Next came Mars Global Surveyor. This mission was the first successful one to the red planet in two decades when it launched November 7, 1996, and entered orbit on September 12, 1997. After a year and a half trimming its orbit from a looping ellipse to a circular track around the planet, the spacecraft began its primary mapping mission in March 1999. It has observed the planet from a low-altitude, nearly polar orbit over the course of one complete Martian year, the equivalent of nearly two Earth years. Mars Global Surveyor recently completed its primary mission on January 31, 2001, and is now in an extended mission phase.

The mission has studied the entire Martian surface, atmosphere, and interior, and has returned more data about the red planet than all other Mars missions combined. This valuable data is archived at http://wufs.wustl.edu/missions/mgs/mola/ .

Requirements ::
1 – In the Mars Global Surveyor text, on what date did the spacecraft enter orbit?
2 – Repeat the part of the Mars Global Surveyor text starting with "The mission has" and going on through "at http://wufs.wustl.edu/missions/mgs/mola/ .".

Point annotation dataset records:

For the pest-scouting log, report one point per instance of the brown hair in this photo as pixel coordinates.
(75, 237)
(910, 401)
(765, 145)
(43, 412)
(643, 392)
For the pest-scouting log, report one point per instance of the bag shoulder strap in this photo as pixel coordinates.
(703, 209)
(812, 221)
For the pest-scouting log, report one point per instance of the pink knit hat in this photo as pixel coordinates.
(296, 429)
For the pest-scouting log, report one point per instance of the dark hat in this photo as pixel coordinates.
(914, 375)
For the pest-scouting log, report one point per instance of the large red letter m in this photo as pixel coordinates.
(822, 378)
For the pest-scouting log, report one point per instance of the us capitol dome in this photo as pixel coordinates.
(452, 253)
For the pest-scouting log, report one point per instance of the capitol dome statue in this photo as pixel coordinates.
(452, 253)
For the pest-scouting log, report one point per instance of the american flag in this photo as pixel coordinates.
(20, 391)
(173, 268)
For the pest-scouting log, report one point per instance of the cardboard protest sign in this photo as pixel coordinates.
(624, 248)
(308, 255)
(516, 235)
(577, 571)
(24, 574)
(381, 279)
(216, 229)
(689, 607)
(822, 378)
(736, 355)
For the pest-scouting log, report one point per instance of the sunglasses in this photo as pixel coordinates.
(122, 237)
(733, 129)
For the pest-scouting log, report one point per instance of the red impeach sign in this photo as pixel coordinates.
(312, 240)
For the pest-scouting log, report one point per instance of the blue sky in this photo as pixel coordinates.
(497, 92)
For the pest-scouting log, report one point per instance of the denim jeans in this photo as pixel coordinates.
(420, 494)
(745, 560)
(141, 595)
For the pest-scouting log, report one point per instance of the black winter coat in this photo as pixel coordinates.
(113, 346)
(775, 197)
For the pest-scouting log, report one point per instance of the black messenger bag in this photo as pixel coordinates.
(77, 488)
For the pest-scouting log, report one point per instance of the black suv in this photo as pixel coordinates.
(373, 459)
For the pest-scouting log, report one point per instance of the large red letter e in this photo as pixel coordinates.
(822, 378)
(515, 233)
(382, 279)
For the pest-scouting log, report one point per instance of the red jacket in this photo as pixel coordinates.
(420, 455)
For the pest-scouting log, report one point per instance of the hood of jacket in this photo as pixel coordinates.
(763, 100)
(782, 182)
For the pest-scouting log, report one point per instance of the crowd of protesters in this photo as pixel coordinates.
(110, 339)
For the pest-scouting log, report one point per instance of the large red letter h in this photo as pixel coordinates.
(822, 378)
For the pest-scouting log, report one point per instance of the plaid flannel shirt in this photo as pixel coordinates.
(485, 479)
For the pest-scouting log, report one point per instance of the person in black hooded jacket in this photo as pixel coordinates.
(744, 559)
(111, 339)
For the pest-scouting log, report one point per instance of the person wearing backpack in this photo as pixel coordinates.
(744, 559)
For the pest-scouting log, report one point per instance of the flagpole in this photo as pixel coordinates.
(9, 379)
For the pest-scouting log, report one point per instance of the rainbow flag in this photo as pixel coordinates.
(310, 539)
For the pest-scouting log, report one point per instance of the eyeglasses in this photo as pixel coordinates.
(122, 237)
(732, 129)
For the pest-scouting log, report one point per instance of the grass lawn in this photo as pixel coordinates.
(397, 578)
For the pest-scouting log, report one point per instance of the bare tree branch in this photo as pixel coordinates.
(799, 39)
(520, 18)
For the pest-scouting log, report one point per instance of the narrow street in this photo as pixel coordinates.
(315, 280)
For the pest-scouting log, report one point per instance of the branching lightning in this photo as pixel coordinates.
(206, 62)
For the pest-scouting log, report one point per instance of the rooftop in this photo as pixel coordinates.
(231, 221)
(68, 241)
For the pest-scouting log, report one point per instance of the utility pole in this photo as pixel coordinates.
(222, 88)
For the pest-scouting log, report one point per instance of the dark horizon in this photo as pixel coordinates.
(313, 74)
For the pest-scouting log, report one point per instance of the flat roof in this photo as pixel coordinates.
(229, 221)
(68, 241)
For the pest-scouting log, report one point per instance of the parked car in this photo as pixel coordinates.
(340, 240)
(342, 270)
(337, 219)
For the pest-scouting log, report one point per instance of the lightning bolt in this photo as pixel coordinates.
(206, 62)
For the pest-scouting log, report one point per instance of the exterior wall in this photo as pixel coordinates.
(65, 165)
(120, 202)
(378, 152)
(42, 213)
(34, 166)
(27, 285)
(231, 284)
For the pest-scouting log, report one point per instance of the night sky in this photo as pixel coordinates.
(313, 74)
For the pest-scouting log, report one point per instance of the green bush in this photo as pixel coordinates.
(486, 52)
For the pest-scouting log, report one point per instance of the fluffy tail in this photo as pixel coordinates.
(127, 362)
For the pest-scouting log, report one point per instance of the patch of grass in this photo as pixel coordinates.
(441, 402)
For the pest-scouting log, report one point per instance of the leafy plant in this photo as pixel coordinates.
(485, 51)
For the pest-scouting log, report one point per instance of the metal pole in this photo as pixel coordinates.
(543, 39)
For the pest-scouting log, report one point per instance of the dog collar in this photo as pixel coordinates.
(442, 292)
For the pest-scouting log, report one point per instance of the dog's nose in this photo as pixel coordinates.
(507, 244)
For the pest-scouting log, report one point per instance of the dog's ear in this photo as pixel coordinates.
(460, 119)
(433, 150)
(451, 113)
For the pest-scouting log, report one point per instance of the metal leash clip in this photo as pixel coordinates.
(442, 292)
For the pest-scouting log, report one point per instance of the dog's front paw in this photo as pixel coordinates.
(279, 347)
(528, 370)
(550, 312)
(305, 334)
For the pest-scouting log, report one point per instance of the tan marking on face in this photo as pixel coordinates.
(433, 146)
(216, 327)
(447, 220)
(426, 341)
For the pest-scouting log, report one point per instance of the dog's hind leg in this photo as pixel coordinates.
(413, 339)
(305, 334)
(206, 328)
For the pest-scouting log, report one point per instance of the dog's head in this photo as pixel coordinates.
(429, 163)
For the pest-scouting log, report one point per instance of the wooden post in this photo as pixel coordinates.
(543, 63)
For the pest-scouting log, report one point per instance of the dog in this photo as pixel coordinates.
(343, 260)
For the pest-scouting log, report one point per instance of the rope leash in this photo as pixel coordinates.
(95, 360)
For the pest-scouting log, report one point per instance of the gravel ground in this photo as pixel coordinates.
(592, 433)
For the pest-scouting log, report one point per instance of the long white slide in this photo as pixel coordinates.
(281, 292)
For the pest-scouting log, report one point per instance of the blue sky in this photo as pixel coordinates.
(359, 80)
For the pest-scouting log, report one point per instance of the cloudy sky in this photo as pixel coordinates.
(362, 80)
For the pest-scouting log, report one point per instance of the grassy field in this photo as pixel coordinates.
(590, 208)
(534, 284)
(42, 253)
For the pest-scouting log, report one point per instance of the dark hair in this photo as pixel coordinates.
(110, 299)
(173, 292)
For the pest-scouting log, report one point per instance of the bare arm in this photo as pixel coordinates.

Answer list ::
1 – September 12, 1997

2 –
The mission has studied the entire Martian surface, atmosphere, and interior, and has returned more data about the red planet than all other Mars missions combined. This valuable data is archived at http://wufs.wustl.edu/missions/mgs/mola/ .